» **MATERIAL FOR THIS EXERCISE**

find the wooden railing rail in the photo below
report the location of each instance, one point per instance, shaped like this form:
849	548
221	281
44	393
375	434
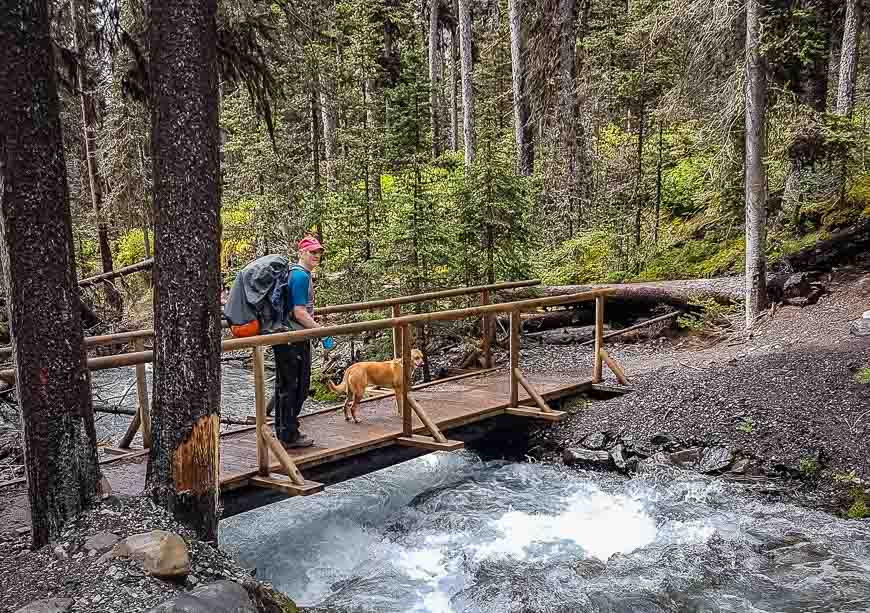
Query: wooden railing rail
266	442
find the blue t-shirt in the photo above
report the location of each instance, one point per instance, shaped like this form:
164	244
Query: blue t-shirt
300	290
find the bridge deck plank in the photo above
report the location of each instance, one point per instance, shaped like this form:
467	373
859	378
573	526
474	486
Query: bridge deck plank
449	405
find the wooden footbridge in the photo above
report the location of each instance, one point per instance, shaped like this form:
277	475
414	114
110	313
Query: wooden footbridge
255	469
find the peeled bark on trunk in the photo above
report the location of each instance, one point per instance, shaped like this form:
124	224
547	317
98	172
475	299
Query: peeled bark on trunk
36	243
519	73
80	10
184	461
756	181
467	82
849	58
435	76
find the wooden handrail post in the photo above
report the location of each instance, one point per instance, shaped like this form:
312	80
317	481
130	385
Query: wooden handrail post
599	338
397	333
142	389
260	401
404	405
539	400
515	357
486	325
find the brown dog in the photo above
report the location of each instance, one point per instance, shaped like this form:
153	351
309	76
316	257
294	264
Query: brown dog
361	374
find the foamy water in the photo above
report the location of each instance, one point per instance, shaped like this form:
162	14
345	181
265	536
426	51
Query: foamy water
448	534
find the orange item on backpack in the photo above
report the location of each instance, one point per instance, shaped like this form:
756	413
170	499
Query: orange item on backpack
252	328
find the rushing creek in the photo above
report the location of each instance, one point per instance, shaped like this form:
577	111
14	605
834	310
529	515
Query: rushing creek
451	533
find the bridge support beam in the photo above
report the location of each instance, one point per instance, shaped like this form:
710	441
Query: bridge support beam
615	367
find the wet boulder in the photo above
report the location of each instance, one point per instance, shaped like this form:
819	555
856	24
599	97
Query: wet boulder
49	605
617	455
596	441
661	438
160	553
586	458
860	327
714	459
217	597
687	458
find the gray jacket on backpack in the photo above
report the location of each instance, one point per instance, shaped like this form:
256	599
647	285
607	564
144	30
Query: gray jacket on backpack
250	296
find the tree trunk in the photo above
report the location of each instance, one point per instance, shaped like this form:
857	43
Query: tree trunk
658	186
80	11
568	99
36	243
435	76
756	181
467	82
453	75
639	193
184	461
329	112
849	58
522	112
374	131
315	148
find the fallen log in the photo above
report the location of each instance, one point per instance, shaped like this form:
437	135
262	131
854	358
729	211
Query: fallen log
844	246
680	294
635	327
126	270
726	290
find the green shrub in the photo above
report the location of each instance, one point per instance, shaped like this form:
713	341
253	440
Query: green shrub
708	313
858	508
747	425
130	248
582	259
809	468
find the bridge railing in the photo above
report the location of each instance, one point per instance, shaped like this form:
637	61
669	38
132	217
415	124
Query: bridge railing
267	444
392	305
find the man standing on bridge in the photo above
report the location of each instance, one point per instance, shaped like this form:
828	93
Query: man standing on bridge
293	360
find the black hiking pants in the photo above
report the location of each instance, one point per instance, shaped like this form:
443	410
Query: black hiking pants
292	378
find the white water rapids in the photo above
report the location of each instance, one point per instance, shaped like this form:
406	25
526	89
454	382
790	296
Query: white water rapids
448	533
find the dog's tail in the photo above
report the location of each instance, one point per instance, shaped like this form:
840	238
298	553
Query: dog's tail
341	388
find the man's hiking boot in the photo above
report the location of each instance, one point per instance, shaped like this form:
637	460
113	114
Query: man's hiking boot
300	442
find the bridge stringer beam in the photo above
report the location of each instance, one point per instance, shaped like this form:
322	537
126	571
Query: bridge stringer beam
436	441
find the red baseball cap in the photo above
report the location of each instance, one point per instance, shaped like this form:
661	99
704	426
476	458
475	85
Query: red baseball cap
309	243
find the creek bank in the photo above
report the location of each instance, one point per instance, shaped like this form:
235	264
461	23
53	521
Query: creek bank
793	425
110	558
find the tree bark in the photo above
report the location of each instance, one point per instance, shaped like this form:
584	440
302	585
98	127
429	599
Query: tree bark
435	76
80	10
315	147
453	75
639	191
756	181
36	243
658	186
330	122
849	58
184	461
519	73
568	97
467	82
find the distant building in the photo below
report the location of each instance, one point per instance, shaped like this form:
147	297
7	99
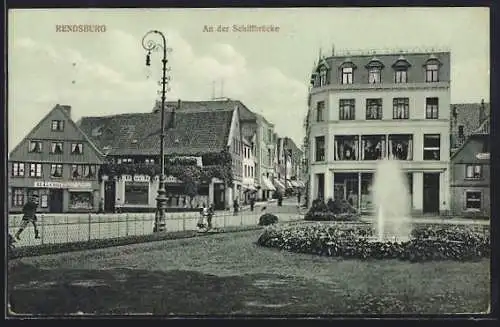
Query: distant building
367	107
199	137
465	119
470	174
57	162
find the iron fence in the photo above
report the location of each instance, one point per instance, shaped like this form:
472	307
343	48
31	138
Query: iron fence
66	228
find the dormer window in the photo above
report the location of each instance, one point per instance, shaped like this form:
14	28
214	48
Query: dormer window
374	75
322	76
375	71
347	75
432	70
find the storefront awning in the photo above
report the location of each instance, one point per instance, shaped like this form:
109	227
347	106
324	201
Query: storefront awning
279	185
267	185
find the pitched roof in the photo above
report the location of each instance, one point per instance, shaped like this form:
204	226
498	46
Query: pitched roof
138	133
211	105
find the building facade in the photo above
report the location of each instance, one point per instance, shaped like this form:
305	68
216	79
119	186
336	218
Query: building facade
197	137
470	175
57	162
368	107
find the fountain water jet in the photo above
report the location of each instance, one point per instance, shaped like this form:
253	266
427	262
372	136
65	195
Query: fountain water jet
392	202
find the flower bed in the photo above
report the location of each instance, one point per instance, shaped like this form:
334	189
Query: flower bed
431	242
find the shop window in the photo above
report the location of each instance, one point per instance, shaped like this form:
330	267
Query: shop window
57	148
35	146
473	171
17	197
373	147
56	171
81	200
17	169
473	200
401	147
35	170
346	147
137	193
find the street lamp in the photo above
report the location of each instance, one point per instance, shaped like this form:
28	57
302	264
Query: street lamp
149	44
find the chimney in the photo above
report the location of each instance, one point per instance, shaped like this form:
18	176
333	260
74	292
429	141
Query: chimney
482	112
66	108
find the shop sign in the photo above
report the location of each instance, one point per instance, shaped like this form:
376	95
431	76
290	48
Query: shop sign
141	178
77	185
483	156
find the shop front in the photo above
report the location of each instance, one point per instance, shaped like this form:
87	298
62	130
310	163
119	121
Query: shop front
58	197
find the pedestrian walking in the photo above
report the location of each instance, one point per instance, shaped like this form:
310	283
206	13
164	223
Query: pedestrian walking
29	216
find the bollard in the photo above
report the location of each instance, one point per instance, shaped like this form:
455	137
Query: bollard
89	229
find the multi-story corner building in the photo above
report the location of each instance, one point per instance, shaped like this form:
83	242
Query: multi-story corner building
57	162
367	107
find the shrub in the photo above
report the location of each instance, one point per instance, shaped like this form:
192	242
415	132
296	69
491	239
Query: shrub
268	219
348	241
333	210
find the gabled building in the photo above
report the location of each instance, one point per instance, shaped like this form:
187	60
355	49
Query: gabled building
57	162
251	124
470	174
465	119
197	137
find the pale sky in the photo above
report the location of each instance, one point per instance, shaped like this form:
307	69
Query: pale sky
268	72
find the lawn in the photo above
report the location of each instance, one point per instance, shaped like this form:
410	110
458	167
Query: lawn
229	274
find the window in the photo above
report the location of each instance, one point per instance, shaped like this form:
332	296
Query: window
124	160
35	146
347	75
473	171
401	108
83	171
432	147
346	147
373	109
320	111
432	108
17	169
320	148
80	200
56	148
432	73
401	76
346	109
373	147
322	77
35	170
77	148
401	147
58	125
374	75
56	171
473	200
17	197
136	193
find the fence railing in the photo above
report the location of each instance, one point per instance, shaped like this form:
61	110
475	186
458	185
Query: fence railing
66	228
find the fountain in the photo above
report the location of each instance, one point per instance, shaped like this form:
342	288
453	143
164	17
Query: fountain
392	202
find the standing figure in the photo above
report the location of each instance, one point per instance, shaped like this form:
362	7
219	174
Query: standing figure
29	216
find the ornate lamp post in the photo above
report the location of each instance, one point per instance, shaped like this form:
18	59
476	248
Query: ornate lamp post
149	44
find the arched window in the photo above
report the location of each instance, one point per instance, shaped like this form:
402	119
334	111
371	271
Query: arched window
375	67
432	70
401	67
347	72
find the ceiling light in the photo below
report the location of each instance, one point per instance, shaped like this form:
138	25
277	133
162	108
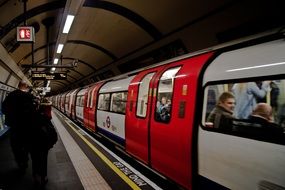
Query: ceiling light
55	61
68	24
59	48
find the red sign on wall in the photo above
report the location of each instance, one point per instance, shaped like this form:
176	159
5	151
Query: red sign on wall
25	34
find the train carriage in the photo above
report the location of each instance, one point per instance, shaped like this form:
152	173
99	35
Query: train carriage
159	115
80	103
110	116
90	108
247	159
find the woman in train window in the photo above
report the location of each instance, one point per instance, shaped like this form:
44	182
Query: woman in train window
222	111
246	97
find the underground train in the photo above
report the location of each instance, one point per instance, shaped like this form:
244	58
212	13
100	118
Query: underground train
158	115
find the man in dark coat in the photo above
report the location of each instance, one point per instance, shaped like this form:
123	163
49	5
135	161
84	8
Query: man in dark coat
18	108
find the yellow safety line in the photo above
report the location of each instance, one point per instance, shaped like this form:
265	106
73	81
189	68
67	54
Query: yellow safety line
106	160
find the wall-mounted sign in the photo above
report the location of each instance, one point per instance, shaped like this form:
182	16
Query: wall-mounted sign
48	76
25	34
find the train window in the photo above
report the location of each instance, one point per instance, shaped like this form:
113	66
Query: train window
143	95
104	102
164	95
118	102
253	109
91	98
80	101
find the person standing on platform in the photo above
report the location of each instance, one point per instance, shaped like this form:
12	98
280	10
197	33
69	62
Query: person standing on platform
25	122
19	108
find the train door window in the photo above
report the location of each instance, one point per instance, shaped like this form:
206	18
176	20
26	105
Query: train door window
104	102
118	102
251	109
88	99
143	95
92	97
164	95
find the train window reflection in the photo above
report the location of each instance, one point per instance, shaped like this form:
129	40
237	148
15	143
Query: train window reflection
253	109
104	102
118	102
164	95
143	95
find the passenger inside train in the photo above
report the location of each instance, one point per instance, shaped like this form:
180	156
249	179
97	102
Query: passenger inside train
163	109
261	123
224	109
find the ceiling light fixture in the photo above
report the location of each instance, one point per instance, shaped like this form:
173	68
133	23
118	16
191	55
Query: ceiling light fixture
68	24
55	61
59	48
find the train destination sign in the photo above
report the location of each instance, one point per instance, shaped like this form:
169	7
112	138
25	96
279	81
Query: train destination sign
48	76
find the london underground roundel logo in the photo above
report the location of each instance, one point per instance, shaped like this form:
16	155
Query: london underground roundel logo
108	121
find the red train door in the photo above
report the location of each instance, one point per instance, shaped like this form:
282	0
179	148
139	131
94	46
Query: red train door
89	111
138	114
172	117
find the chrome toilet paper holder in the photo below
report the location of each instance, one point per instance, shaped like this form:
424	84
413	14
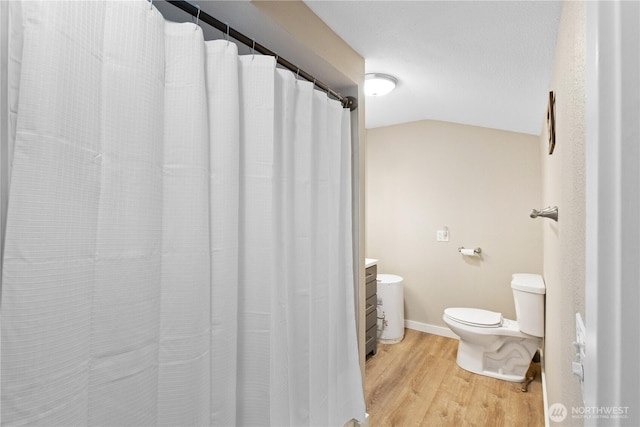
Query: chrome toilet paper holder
476	251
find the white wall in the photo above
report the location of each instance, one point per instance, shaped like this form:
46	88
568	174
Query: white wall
564	186
481	183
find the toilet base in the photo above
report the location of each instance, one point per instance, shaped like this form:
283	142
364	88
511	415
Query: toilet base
509	362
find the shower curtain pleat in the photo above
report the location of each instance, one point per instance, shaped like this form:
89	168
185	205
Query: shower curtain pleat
184	353
223	95
178	241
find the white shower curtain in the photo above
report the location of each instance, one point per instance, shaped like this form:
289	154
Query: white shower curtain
178	242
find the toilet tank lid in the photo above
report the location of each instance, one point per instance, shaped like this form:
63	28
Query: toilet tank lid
527	282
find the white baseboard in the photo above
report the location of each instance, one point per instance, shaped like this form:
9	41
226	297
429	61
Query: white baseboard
430	329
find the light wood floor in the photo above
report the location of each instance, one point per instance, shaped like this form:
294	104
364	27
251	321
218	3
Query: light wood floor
418	383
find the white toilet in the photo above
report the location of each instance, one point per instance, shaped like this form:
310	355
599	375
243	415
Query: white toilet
496	347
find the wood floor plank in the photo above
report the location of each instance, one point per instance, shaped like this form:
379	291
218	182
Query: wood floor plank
418	383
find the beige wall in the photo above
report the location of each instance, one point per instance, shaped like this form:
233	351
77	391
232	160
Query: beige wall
564	186
481	183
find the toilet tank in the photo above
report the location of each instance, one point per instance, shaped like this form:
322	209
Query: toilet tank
528	295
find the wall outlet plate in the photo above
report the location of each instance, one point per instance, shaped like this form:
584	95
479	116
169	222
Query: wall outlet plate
442	235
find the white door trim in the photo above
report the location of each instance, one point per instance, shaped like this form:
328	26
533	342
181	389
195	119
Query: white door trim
612	371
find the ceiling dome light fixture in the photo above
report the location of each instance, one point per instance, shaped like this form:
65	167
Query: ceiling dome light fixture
376	84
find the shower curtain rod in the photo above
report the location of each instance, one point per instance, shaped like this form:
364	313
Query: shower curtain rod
347	101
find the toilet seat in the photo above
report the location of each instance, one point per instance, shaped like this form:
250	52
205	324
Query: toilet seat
475	317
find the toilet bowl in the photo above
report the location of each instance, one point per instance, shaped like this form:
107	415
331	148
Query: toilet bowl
497	347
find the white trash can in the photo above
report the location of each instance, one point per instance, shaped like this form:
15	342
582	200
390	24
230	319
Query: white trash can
390	308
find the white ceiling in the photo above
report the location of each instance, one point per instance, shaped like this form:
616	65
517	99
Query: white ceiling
483	63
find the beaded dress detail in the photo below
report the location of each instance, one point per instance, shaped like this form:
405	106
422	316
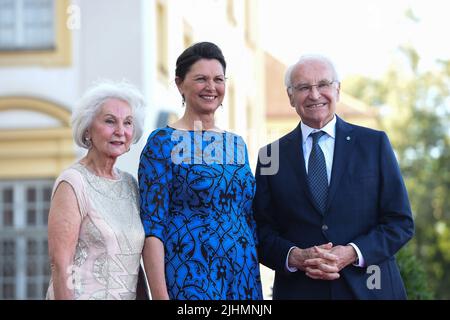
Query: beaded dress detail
107	256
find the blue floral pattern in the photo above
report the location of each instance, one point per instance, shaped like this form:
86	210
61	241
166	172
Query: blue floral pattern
202	212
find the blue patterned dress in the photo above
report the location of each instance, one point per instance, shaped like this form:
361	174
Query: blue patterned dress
196	190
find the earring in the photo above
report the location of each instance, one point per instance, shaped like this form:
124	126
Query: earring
87	142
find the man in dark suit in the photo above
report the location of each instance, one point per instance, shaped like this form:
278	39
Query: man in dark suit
335	210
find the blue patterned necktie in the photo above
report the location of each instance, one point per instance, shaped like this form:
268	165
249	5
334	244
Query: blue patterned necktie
317	173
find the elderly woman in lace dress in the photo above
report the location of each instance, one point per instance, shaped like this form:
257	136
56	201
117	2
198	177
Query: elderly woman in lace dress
95	235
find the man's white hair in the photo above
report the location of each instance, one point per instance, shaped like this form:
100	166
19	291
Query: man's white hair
94	98
306	58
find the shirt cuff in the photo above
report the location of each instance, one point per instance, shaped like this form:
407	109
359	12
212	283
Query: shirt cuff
290	269
360	261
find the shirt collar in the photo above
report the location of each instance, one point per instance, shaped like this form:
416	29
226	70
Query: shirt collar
330	129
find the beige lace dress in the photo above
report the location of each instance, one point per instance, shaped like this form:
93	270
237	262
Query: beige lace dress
111	238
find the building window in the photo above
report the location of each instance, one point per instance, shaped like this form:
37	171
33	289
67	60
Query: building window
24	265
27	25
35	32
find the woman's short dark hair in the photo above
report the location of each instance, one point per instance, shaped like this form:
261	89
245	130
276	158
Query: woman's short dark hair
201	50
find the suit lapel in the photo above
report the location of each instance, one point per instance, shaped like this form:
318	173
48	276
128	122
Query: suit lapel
343	146
294	152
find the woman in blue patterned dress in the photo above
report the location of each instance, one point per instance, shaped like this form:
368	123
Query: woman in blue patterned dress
196	190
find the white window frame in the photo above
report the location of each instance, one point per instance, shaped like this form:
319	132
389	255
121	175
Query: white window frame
20	233
20	42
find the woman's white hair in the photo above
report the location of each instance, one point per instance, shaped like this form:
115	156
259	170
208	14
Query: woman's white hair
303	59
94	98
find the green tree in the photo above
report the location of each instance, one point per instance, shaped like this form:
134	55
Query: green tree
415	112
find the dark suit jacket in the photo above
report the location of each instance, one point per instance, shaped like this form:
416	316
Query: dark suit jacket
367	205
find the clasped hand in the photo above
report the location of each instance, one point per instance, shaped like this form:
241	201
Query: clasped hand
322	262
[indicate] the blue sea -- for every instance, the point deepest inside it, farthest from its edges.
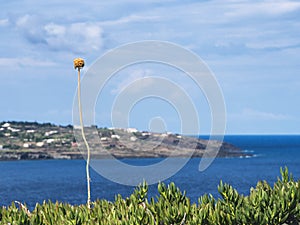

» **ASSIGNMENT**
In the listing above, find the line containing "Query: train door window" and the line containing "find the train destination", then quote both, plus every line between them, exactly as written.

» **RESPONSE**
Query: train door window
104	102
118	102
251	109
88	99
143	95
92	97
164	95
find the train window reflection in the photo above
report the location of each instance, one point per instance, shaped like this form:
129	40
237	148
15	143
Query: train window reflection
253	109
104	102
118	102
164	95
143	95
find the passenger inside train in the photo above
report the location of each instance, one point per instance, shaped like this form:
180	156
249	179
97	102
Query: passenger inside train
163	109
261	123
224	109
find the ceiling light fixture in the photo above
report the location of each instance, one point per instance, shaped like this form:
173	68
133	23
118	16
191	55
Query: ceiling light fixture
68	24
55	61
59	48
find the train destination sign in the photo above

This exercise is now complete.